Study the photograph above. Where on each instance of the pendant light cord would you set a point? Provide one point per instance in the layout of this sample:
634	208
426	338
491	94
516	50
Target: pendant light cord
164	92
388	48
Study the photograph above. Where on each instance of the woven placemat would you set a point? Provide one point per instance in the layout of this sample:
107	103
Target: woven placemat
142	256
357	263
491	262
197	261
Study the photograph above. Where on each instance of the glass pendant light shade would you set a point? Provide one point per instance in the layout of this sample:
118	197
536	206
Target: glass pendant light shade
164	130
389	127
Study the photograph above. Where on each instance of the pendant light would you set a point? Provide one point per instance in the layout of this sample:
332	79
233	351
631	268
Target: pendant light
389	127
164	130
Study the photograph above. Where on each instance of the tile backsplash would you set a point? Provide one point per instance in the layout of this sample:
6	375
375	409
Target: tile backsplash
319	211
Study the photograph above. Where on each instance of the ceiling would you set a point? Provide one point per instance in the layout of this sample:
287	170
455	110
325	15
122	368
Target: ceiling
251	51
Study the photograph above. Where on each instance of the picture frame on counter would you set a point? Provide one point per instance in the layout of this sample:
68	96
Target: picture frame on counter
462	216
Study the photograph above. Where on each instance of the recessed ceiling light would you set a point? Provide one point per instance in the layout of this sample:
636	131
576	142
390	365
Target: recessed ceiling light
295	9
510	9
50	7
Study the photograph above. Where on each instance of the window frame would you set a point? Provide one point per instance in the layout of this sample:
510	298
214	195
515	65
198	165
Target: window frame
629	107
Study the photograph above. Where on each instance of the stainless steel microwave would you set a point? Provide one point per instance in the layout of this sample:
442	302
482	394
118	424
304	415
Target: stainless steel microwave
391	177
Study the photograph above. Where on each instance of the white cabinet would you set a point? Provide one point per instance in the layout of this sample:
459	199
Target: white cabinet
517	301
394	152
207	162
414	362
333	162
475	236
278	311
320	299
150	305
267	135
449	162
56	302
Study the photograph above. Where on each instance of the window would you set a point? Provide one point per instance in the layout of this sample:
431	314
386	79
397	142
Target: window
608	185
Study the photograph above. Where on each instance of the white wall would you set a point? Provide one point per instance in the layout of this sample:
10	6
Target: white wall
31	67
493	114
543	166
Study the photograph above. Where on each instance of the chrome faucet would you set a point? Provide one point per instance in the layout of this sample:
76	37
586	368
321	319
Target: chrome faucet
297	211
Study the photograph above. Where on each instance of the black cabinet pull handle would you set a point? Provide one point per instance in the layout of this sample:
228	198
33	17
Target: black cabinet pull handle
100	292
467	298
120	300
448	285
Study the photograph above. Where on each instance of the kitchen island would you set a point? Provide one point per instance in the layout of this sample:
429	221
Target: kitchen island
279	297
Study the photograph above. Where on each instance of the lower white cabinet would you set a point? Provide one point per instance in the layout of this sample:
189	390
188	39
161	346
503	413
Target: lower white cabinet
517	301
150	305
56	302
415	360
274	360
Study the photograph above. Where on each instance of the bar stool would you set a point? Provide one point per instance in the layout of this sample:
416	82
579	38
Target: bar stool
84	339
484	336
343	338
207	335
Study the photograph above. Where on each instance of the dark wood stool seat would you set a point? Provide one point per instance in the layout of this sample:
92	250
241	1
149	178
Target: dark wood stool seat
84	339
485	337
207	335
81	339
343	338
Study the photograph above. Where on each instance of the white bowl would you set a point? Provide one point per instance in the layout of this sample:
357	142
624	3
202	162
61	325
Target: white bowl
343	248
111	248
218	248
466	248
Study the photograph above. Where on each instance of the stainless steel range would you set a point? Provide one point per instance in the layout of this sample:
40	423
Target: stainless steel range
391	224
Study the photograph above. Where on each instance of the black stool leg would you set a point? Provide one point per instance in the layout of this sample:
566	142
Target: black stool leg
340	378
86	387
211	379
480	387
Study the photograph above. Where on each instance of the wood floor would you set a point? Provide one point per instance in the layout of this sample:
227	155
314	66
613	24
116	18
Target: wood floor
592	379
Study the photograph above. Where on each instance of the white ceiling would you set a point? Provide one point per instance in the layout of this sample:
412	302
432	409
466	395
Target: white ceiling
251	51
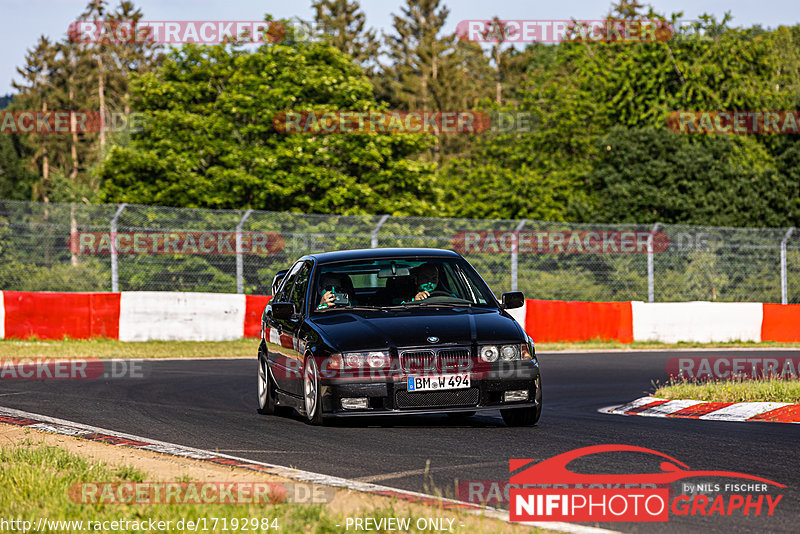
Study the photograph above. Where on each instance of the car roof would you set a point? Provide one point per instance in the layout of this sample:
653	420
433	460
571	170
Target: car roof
379	253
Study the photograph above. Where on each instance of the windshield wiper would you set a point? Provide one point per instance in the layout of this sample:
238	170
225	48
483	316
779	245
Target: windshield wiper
451	304
352	308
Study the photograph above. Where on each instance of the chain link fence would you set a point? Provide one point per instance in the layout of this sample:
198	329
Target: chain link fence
80	247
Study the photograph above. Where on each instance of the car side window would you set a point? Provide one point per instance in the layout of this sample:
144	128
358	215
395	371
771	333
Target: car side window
288	283
298	295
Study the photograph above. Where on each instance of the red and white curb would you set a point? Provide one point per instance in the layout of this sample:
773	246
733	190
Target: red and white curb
773	412
68	428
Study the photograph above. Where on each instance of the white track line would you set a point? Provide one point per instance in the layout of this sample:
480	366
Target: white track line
62	426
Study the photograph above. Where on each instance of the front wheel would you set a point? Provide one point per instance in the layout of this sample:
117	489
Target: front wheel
266	389
311	392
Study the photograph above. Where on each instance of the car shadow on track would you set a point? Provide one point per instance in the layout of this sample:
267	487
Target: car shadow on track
487	420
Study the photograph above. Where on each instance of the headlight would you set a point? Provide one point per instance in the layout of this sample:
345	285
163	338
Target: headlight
506	353
489	353
357	360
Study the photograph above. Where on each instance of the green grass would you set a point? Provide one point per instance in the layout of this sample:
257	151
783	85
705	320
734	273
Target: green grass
745	390
35	481
109	348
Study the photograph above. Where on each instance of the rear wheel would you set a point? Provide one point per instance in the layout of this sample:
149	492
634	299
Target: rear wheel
311	392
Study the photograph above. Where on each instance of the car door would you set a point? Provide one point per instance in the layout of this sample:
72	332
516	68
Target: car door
280	339
297	296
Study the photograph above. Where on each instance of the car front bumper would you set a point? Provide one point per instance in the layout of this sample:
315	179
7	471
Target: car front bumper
391	397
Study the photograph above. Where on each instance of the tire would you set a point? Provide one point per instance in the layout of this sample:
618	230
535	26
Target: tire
266	389
525	416
312	397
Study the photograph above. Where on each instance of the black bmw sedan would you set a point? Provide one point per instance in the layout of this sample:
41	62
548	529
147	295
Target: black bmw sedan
393	332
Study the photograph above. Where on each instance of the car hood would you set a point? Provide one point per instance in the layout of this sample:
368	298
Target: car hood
362	330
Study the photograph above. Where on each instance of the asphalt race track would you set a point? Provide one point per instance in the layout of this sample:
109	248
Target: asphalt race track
210	404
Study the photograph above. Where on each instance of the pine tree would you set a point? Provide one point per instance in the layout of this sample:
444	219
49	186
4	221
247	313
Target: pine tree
431	71
36	94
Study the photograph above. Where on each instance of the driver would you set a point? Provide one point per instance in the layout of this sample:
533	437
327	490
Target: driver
330	285
426	280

---+---

● **Directions for this task**:
Copy everything from the line containing "of the asphalt" down to the end of the listing, changing "pine tree" to "spruce tree" and leaving all else as it stands.

● **Expected answer**:
Study the photograph above. Where on each instance of the asphalt race track would you set a point? Provide one point per instance in the layout of this sample:
109	248
Target: asphalt race track
210	404
Study the photograph above. Where on each instance of the spruce tree would you set a point? Provide one point per instance in the layout of this sample:
444	219
49	186
4	221
247	313
Target: spruce tree
431	71
36	94
Study the photograph above. Where on each instance of the driver would you set a point? Provide one point per instance in the layout of this sample:
533	437
327	490
Target: driver
330	285
426	280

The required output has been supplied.